EXERCISE TASKS
(1) In the passage on the names of Cain's twin sister, what is Abel's twin sister called in the Jewish work Seder Hadorot?
(2) Translate this sentence from the passage on Cain's twin sister into Spanish: "In an Armenian work republished in 1966, Cain's twin sister was named Cainan."
(3) Continue the passage on the names of Cain's twin sister from the point where it ends.
** EXCERPT follows **
In Muslim tradition, Cain was born with a twin sister named Aclima, and Abel with a twin sister named Azura. Adam wished Cain to marry Abel's twin sister (Azura) and Abel to marry Cain's (Aclima). Cain did not consent to this arrangement, and Adam proposed to refer the question to God by means of a sacrifice. God rejected Cain's sacrifice to signify his disapproval of his marriage to his twin sister Aclima, and Cain slew his brother in a fit of jealousy.

In another Muslim tradition, Cain's twin sister was named Lusia, while Aclima was Abel's twin sister.

In different sources, this name appears as Aclimah, Aclimia, Aclimiah, Klimia. In the Cave of Treasures she is called Qelima.

Some sources in the Eastern Orthodox traditions give Cain's twin sister the name Calmana, Calmanna, Azrun, or Luluwa Azura.

In the Jewish work Seder Hadorot, Cain's twin sister is called Kalmana, and Abel's twin sister called Balbira.

Cain's sister is named Kalmana in the Apocalypse of Pseudo-Methodius (first Greek redaction) II.1., and Calmana in the Golden Legend. The poet Petrus Riga (1140–1209) included Calmana in his famous poem Aurora, and this could have been a source for her appearance in Peter Comestor's Historia Scholastica. Comestor's Biblical narrative text then served as the standard textbook for Biblical education for centuries.

In an Armenian work republished in 1966, Cain's twin sister was named Cainan.

In the 6th-century apocryphal work Conflict of Adam and Eve with Satan, Cain's wife and twin is named Luluwa.

According to the Book of Jubilees, Âwân (also Awan, Avan or Aven, from Hebrew אָוֶן aven "vice", "iniquity", "potency") was the wife and sister of Cain and the daughter of Adam and Eve.
** End of EXCERPT **
** GIVEN INFORMATION follows **
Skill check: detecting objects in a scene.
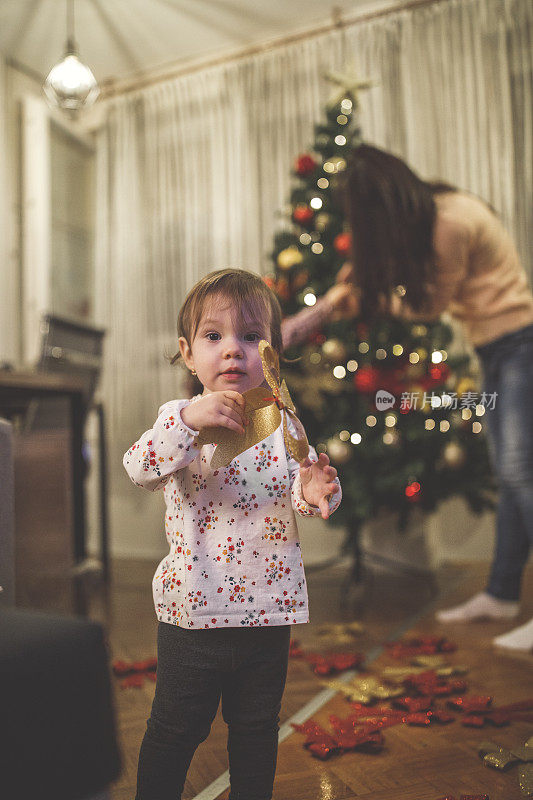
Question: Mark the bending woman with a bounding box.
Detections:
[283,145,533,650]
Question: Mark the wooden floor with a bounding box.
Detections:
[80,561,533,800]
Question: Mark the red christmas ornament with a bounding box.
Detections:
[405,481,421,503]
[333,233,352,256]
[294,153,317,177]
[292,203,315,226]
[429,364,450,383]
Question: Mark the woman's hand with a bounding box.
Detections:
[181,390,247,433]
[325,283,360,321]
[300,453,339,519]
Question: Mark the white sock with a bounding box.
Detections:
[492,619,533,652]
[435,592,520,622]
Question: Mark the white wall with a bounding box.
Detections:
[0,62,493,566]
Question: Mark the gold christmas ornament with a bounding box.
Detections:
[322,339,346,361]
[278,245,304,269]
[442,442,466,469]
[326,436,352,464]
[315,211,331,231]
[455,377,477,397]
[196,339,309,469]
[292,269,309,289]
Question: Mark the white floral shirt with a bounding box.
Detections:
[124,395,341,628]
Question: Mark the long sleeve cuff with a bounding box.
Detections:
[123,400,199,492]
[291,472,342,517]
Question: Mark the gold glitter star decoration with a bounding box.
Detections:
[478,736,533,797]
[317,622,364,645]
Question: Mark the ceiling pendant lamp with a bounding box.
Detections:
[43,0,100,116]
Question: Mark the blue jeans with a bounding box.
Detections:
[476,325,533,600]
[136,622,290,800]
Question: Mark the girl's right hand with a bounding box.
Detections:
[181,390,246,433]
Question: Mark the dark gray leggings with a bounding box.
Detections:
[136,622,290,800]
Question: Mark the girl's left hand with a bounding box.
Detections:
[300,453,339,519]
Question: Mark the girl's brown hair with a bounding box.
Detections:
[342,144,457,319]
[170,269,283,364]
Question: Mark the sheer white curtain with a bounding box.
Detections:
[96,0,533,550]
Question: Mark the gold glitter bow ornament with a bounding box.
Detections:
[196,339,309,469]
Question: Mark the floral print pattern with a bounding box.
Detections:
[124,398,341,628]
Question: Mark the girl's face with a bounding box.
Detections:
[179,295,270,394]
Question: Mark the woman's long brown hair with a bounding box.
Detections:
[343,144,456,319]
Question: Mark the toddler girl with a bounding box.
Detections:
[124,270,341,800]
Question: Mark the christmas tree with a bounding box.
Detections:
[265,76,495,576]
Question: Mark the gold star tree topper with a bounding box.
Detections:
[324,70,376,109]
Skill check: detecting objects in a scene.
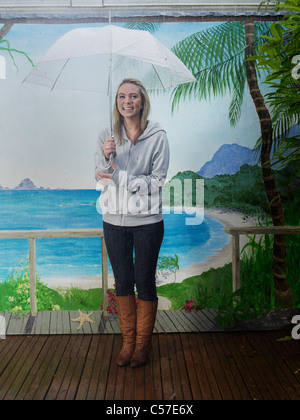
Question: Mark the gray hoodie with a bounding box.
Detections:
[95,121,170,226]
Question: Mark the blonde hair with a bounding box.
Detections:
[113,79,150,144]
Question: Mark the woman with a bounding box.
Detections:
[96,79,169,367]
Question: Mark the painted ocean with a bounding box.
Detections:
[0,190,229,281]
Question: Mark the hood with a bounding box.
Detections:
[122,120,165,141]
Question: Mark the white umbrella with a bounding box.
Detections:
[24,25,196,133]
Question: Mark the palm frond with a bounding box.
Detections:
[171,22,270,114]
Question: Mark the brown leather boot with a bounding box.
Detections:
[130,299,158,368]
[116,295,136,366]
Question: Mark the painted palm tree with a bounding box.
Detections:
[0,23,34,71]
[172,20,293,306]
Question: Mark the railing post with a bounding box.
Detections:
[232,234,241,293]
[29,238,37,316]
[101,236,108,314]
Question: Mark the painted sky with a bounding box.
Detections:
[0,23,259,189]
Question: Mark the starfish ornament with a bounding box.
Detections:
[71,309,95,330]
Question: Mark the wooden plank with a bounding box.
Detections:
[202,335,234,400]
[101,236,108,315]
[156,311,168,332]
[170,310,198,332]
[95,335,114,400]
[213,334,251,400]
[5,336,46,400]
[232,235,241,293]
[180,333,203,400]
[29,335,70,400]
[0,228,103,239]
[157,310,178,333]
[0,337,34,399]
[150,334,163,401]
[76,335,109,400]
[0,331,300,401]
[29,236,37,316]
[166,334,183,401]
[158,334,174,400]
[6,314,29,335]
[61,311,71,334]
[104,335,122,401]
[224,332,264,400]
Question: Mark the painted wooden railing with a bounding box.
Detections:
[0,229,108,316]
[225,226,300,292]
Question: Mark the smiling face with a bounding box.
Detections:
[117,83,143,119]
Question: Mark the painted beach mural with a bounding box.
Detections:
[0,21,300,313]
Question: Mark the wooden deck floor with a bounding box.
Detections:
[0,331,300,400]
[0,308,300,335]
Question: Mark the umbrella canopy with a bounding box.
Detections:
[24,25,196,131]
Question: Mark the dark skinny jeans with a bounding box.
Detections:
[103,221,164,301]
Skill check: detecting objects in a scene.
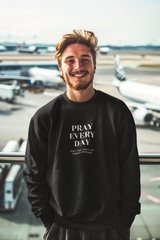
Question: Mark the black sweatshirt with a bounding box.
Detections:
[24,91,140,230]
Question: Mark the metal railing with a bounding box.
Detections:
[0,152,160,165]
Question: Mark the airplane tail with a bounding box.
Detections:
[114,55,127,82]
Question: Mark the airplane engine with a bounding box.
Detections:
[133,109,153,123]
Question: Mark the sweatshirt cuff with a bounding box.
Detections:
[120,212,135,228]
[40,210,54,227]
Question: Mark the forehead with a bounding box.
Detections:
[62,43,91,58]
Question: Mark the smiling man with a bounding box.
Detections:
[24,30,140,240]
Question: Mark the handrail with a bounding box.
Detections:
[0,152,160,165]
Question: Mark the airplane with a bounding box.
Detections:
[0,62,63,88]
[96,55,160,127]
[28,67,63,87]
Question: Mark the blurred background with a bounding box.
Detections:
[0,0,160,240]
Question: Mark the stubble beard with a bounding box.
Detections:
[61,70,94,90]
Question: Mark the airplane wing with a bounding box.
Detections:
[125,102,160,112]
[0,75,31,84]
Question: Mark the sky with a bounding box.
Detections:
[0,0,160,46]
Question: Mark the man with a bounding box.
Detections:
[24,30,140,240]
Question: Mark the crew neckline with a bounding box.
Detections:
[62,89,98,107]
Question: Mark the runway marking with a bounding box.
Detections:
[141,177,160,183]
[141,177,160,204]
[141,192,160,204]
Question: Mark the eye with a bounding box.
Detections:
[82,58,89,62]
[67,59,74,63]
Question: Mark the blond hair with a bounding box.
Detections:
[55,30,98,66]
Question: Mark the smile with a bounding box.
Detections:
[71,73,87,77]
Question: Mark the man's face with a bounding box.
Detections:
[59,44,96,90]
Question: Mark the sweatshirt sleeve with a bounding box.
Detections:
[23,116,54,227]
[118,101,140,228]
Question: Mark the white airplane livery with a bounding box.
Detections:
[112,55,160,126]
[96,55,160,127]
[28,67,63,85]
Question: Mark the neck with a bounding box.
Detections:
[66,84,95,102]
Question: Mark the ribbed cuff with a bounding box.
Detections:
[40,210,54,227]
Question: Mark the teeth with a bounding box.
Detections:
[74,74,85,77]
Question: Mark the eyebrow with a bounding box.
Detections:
** End of GIVEN INFORMATION **
** GIVEN INFORMATION follows **
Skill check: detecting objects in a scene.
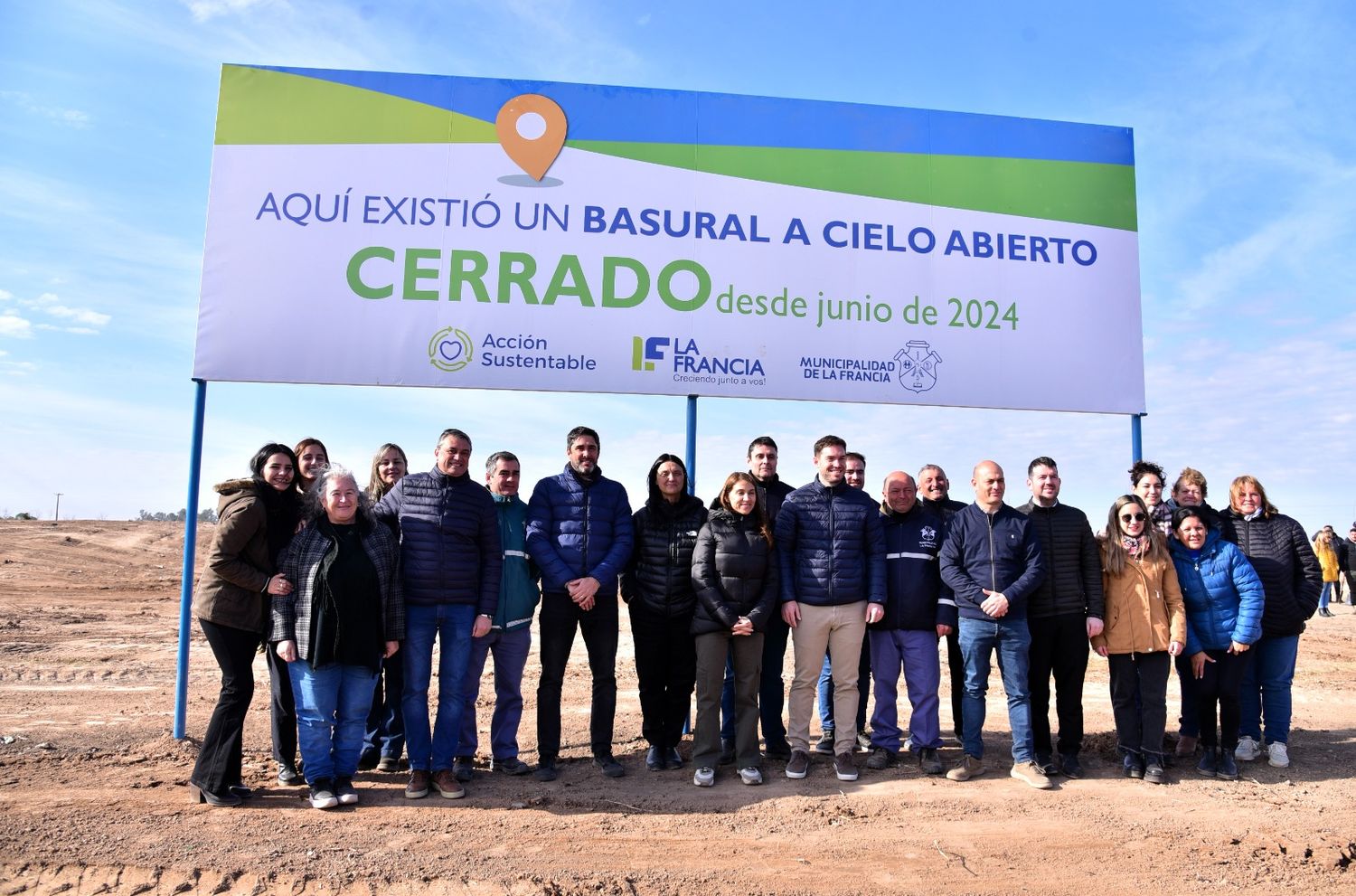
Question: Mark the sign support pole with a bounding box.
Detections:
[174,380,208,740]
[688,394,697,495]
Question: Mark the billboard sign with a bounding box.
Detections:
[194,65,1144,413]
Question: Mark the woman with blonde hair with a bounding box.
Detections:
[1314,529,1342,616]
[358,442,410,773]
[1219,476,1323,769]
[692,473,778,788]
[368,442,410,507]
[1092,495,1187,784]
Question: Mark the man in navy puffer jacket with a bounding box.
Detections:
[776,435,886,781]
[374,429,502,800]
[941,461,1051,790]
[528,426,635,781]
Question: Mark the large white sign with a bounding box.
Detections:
** End of GIVEN INFORMATION **
WRITTEN RESPONSES
(1) Balbira

(2) En una obra armenia republicada en 1966, la hermana gemela de Caín se llamaba Cainan.

(3)
==Twin sister of Abel==

Azura (also Âzûra, (Note: "Azura" was considered Abel's twin in some traditions, and the Book of Jubilees tells us that Abel was born 71–77 A.M., while "Âzûra" in the Book of Jubilees (who was claimed to be Seth's wife), was born 134–140 A.M. This may indicate Azura and Âzûra were two separate figures.) Aclima, or Balbira) was the daughter of Adam and Eve, the twin of Abel, and both the wife and sister of Seth, as described in chapter 4 of the Book of Jubilees.

In Muslim tradition, Abel's twin sister was named Azura or Aclima.

Some sources in the Eastern Orthodox traditions give the name Azura to Cain's twin sister.

In another Muslim tradition, Aclima was Abel's twin sister, while Cain's twin sister was named Lusia.

In the Jewish work Seder Hadorot, Abel's twin sister is called Balbira.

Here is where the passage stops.